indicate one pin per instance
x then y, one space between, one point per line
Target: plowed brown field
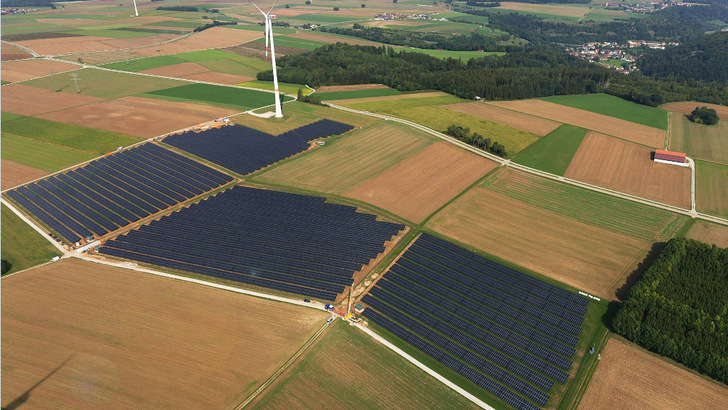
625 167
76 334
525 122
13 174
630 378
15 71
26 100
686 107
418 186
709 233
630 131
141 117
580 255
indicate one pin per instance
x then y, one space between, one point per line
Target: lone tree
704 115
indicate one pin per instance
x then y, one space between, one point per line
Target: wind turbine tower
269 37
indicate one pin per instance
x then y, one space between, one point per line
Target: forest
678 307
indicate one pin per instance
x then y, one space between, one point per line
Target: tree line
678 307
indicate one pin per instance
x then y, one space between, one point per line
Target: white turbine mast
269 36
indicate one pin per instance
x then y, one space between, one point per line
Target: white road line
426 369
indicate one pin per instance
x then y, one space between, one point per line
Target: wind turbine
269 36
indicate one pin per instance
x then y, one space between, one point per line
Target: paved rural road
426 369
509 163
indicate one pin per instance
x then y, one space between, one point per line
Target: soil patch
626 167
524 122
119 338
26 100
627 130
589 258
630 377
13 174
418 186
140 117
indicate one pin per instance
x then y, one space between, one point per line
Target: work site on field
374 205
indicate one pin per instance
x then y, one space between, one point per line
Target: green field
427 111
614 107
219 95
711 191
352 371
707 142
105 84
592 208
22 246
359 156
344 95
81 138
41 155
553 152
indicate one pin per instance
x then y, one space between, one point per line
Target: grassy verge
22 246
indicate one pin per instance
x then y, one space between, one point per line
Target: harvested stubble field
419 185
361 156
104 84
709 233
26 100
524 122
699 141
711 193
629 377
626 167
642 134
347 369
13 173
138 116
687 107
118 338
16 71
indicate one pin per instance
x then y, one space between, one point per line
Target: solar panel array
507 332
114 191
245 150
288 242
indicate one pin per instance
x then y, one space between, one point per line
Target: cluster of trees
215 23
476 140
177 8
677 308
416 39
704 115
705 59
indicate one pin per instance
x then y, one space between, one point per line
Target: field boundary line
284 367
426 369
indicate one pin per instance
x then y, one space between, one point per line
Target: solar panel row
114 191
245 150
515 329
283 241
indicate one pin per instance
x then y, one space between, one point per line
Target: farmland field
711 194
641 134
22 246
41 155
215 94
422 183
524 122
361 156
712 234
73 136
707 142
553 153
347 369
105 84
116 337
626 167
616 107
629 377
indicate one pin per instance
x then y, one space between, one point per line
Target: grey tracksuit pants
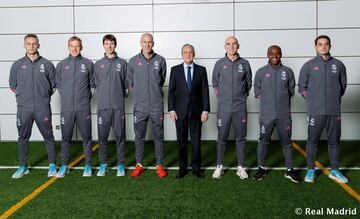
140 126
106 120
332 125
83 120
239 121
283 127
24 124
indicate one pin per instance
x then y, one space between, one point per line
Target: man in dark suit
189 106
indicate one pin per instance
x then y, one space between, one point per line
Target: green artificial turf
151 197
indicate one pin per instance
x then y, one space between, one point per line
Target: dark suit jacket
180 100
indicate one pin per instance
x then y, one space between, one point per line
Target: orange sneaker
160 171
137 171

> WHAT YOU ARE ASKED TO DO
Go through the listing above and quote it exactly, apart from its images.

> COMPLETED EXERCISE
indicate one pin per instance
x then y, one space between, one point per line
Target: plowed brown field
625 167
76 334
525 122
13 174
630 378
15 71
26 100
686 107
418 186
709 233
630 131
141 117
580 255
indicate one pin per instance
x then y, one space between, one point per line
Target: lone tree
704 115
indicate one pin per instance
x then y, one space between, one point per line
Target: wind turbine tower
269 37
indicate one pin per instance
x then y, one space between, one point per line
Target: forest
678 307
indicate one pin per instance
x then y, one space between, one point per line
Target: tree line
678 307
indicate one pin per instance
x then y, one space between, one point per line
Target: white turbine mast
269 36
indicate one pin per instance
x then y, one space between, one point per line
Target: white road line
426 369
indicate one pin per instance
x then y, one space between, one point per line
Target: wind turbine
269 36
indicate one pin per instance
x then y, one space between, one point per line
Target: paved rural road
426 369
509 163
indicate one pin per instance
x then y, one space between, one point per line
Target: soil patch
626 167
524 122
119 338
26 100
627 130
589 258
630 377
13 174
418 186
140 117
indicate one pin per instance
x then y, one space between, one point per line
Target: work site on field
374 205
indicate one pin per instance
x then y, one space between, one point per line
Target: green field
427 111
614 107
219 95
711 191
352 371
707 142
105 84
592 208
22 246
359 156
344 95
81 138
41 155
553 152
indicate one pin per instance
x then y, one space between, one point per line
Target: grassy verge
22 246
indicate one pin per instance
x then y, one space between, one point per line
Target: harvested stubble field
419 185
361 156
104 84
709 233
26 100
524 122
699 141
711 193
629 377
626 167
642 134
347 369
13 173
138 116
687 107
118 338
16 71
indicate one pin per instance
x then y, one space between, one point per line
Target: solar panel array
507 332
114 191
245 150
288 242
indicate one pin per instance
x then y, one space between, one point per line
Target: cluster of trees
215 23
476 140
177 8
677 308
416 39
704 115
705 59
indicate one pin per instance
x then y, one space between, one point per line
Target: field boundary line
284 367
426 369
indicate one pin per instance
x then y, one space between, one point per line
Target: solar panel row
114 191
245 150
515 329
283 241
indicate one pin per instance
x then y, one space between, one point per line
Target: farmland field
711 194
641 134
22 246
41 155
215 94
422 183
524 122
361 156
712 234
73 136
707 142
553 153
347 369
105 84
116 337
626 167
616 107
629 377
indicate one pin per instance
x then y, one space between, one point per line
Target: grey tracksuit pants
140 126
106 120
332 125
83 120
239 121
283 127
24 124
indicate one pin per instance
x then y, one space between, one point per line
Target: man in dark suit
189 106
indicate one pin per instance
x then y, one space between, one point per line
Target: green artificial turf
151 197
indicate one pin per instance
x then y, one space between, one point per line
Target: dark suit jacket
180 100
indicate one pin per instance
x then y, one space between, one point per line
Target: orange sneaker
160 171
137 171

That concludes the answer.